## [TO DO]
From the line that contains "drop one marker" to the last line of the entries, write each line out exactly; include both ends and nothing else.

## [RECORDS SHOWN]
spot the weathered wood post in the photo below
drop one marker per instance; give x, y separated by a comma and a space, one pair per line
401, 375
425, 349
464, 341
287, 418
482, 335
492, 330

## [RESULT OF THE EXERCISE]
drop one marker per instance; give x, y separated by a comma and a space, one pair per line
401, 375
425, 349
464, 341
287, 418
482, 335
492, 330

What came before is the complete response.